Request
Collect every line from the items below that contains the word "floor", and list those lines.

━━ Source records ━━

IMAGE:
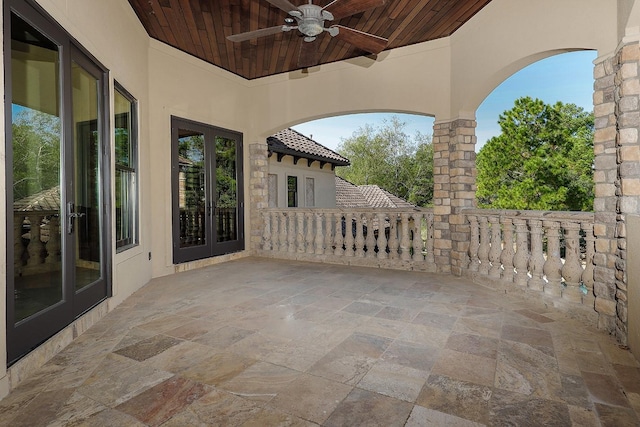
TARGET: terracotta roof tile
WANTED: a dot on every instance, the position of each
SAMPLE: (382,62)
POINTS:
(288,141)
(349,195)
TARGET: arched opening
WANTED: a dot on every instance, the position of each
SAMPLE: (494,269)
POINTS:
(535,138)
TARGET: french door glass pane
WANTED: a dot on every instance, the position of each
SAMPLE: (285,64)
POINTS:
(36,136)
(191,188)
(226,188)
(87,189)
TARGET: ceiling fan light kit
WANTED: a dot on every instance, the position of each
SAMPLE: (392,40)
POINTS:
(310,19)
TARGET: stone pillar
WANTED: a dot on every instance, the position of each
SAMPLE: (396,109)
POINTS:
(258,192)
(617,180)
(454,177)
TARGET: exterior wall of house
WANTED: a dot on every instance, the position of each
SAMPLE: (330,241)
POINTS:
(324,191)
(446,78)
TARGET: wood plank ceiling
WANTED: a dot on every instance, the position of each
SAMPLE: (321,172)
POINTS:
(200,28)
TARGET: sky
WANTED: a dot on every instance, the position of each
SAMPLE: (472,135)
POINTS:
(566,77)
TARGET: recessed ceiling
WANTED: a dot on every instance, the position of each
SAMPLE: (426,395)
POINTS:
(200,28)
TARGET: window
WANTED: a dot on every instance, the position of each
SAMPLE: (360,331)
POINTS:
(273,190)
(309,192)
(292,191)
(126,159)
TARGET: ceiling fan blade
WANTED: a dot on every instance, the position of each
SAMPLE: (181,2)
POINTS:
(284,5)
(257,33)
(365,41)
(309,55)
(343,8)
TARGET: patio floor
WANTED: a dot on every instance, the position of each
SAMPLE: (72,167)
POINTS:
(261,342)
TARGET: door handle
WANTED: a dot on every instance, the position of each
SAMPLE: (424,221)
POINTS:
(71,214)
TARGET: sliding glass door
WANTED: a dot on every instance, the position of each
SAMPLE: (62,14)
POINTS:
(207,191)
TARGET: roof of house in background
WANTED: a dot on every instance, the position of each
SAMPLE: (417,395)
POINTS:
(292,143)
(349,195)
(47,200)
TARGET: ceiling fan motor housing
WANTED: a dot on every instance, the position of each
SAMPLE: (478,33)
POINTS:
(311,21)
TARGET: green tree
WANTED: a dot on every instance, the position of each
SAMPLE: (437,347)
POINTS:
(542,160)
(36,152)
(386,156)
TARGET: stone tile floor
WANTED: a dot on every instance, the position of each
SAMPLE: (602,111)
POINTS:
(260,342)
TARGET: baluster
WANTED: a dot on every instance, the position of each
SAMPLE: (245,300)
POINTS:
(35,248)
(284,235)
(328,236)
(300,247)
(291,231)
(338,236)
(572,269)
(417,237)
(275,232)
(429,244)
(18,247)
(370,240)
(53,245)
(483,251)
(309,243)
(587,274)
(348,242)
(474,243)
(266,231)
(382,236)
(496,248)
(359,236)
(521,258)
(404,239)
(508,250)
(319,243)
(393,236)
(536,261)
(553,266)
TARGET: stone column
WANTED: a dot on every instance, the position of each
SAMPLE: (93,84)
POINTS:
(258,193)
(454,177)
(617,180)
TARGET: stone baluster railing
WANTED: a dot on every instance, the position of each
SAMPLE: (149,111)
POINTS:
(382,236)
(370,239)
(536,260)
(496,248)
(508,252)
(474,243)
(391,238)
(36,242)
(338,237)
(553,265)
(485,245)
(572,269)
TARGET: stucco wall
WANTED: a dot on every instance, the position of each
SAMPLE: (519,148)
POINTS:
(324,181)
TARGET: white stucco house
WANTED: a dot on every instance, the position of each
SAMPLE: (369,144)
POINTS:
(301,171)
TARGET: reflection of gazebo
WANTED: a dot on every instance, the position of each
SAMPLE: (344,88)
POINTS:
(37,248)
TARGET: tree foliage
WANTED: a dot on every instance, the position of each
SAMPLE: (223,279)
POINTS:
(36,152)
(542,160)
(388,157)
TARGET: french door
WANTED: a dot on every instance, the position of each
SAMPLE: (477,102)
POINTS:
(207,191)
(57,222)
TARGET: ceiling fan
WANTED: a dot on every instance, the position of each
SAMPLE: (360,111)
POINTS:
(309,20)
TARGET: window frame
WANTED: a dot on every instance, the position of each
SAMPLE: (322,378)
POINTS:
(295,192)
(134,167)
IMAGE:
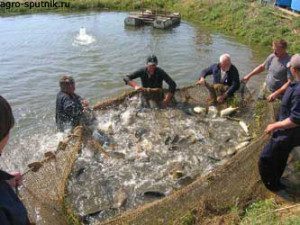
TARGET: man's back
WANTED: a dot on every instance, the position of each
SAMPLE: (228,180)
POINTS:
(68,110)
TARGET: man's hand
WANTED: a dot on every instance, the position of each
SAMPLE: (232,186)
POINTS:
(165,103)
(200,81)
(16,181)
(272,97)
(221,98)
(139,88)
(85,103)
(271,128)
(246,78)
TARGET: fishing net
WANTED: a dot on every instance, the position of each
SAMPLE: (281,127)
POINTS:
(44,190)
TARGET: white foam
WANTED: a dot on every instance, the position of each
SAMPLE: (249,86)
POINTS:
(83,38)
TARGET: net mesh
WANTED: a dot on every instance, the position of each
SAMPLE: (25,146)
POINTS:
(44,190)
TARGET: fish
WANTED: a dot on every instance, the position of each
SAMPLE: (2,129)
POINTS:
(200,110)
(212,111)
(244,127)
(227,111)
(120,198)
(212,92)
(242,145)
(154,194)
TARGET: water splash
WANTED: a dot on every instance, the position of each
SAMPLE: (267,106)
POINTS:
(82,38)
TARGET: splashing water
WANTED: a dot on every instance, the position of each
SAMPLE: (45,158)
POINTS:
(83,38)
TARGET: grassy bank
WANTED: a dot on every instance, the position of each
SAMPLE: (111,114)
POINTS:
(249,21)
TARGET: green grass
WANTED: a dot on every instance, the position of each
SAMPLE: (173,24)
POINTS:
(264,213)
(261,212)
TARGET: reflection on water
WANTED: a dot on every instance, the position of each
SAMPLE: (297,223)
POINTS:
(150,153)
(37,49)
(83,38)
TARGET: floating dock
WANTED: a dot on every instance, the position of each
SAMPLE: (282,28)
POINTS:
(157,20)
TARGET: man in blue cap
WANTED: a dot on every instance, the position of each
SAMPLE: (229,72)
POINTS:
(226,79)
(286,133)
(70,107)
(152,77)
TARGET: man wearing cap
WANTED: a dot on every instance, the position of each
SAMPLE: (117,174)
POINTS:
(226,79)
(152,77)
(70,107)
(278,77)
(285,133)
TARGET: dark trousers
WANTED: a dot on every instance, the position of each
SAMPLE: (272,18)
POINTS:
(273,158)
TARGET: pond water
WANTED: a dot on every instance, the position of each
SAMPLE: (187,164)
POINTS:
(97,50)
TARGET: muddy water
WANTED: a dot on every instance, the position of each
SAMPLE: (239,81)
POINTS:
(37,49)
(150,154)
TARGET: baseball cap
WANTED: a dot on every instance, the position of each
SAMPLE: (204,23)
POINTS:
(152,60)
(294,62)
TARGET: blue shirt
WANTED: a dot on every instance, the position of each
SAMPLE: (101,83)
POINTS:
(152,81)
(290,105)
(12,210)
(69,110)
(231,78)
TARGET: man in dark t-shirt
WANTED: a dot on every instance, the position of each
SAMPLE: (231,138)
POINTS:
(69,106)
(226,79)
(152,77)
(285,133)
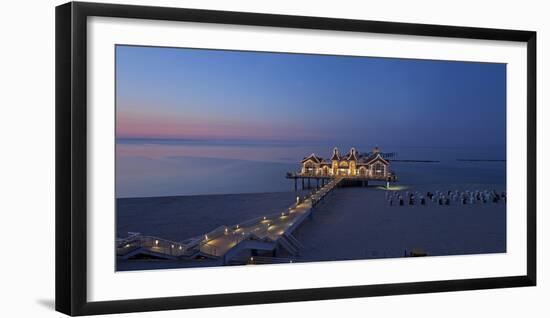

━━━

Answer to the problem
TARGET: patio floor
TARGET: stone tile floor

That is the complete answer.